Texto de lectura –

# # # # # # #

Lo segundo que cabe destacar en la secuencia que proponemos —el primer razonamiento en el orden del texto— es que el consentimiento desempeña una función central en los regímenes parlamentarios. Se produce entonces una forma de reificación de la conciencia del proletariado: si el problema político deja de plantearse en forma directa, si no se impone violentamente en la conciencia de las masas, incurriremos entonces en el fetichismo de una sociedad civil en la que, en el plano político, todos se imaginan libres e iguales en derechos, y, en el plano económico y social, lo que se ha de deconstruir son los hábitos de consumo, la rutina, lo cotidiano, dejando de lado los aparatos ideológicos del Estado y todo lo que concierne a la representación política de las clases dominantes y subalternas para concentrarse en la alienación en el trabajo.

# # # # # # #

Instrucciones de trabajo –
1. Repite literalmente el fragmento del texto sobre los regímenes parlamentarios que comienza con las palabras que contienen "Lo segundo que" y termina con "en el trabajo.".
2. En el tramo de los registros que comienza con la línea que contiene "Segment every instance of the white" y termina con la que contiene "178), (363, 208)]", ambas incluidas, reemplaza "mask" por "region". Devuelve solo esas líneas, sin ningún otro cambio.
El texto y los registros son materiales independientes entre sí.

(Registros extraídos de una colección)
# # # # # # #

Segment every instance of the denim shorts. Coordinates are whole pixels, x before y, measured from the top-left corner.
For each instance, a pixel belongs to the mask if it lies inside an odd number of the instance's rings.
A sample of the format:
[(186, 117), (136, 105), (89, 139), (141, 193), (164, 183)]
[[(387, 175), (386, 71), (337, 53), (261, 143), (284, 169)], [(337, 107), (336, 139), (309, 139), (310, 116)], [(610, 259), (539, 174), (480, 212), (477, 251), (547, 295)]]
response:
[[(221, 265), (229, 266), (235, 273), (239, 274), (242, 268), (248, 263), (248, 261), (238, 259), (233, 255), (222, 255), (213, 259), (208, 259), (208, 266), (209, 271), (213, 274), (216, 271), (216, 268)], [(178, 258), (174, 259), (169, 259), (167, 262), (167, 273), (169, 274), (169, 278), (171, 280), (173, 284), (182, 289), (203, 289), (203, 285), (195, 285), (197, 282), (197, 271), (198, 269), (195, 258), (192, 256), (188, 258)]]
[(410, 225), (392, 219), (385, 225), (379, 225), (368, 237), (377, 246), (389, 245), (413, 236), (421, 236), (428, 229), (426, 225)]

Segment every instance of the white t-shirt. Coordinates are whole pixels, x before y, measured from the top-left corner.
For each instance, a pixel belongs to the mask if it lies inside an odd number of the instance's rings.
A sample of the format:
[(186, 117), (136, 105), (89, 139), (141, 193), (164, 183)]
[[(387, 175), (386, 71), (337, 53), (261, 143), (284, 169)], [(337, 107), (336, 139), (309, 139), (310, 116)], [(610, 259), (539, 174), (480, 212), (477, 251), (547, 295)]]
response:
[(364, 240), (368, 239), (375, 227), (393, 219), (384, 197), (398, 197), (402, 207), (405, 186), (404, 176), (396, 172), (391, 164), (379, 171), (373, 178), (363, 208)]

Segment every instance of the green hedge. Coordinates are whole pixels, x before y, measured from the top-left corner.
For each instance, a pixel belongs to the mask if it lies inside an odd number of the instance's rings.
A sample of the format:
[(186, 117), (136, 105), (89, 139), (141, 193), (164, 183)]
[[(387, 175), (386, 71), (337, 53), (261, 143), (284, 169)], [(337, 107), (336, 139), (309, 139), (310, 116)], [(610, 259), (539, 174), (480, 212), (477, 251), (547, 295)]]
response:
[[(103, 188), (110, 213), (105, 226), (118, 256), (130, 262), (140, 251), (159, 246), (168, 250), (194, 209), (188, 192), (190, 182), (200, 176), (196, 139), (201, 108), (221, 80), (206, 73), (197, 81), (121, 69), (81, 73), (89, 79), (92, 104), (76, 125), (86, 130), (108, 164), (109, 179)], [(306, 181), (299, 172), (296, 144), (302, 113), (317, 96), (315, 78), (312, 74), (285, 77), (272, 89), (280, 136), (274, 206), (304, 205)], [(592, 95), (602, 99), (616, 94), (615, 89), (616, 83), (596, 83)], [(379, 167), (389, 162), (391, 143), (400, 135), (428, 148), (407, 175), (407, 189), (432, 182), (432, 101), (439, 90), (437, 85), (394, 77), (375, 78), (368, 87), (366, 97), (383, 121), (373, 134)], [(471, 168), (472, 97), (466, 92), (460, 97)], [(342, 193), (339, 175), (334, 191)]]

# # # # # # #

Respuestas por tarea –
1.
Lo segundo que cabe destacar en la secuencia que proponemos —el primer razonamiento en el orden del texto— es que el consentimiento desempeña una función central en los regímenes parlamentarios. Se produce entonces una forma de reificación de la conciencia del proletariado: si el problema político deja de plantearse en forma directa, si no se impone violentamente en la conciencia de las masas, incurriremos entonces en el fetichismo de una sociedad civil en la que, en el plano político, todos se imaginan libres e iguales en derechos, y, en el plano económico y social, lo que se ha de deconstruir son los hábitos de consumo, la rutina, lo cotidiano, dejando de lado los aparatos ideológicos del Estado y todo lo que concierne a la representación política de las clases dominantes y subalternas para concentrarse en la alienación en el trabajo.

2.
Segment every instance of the white t-shirt. Coordinates are whole pixels, x before y, measured from the top-left corner.
For each instance, a pixel belongs to the region if it lies inside an odd number of the instance's rings.
A sample of the format:
[(186, 117), (136, 105), (89, 139), (141, 193), (164, 183)]
[[(387, 175), (386, 71), (337, 53), (261, 143), (284, 169)], [(337, 107), (336, 139), (309, 139), (310, 116)], [(610, 259), (539, 174), (480, 212), (477, 251), (547, 295)]]
response:
[(364, 240), (368, 239), (375, 227), (393, 219), (384, 197), (398, 197), (402, 207), (405, 186), (404, 176), (396, 172), (391, 164), (379, 171), (373, 178), (363, 208)]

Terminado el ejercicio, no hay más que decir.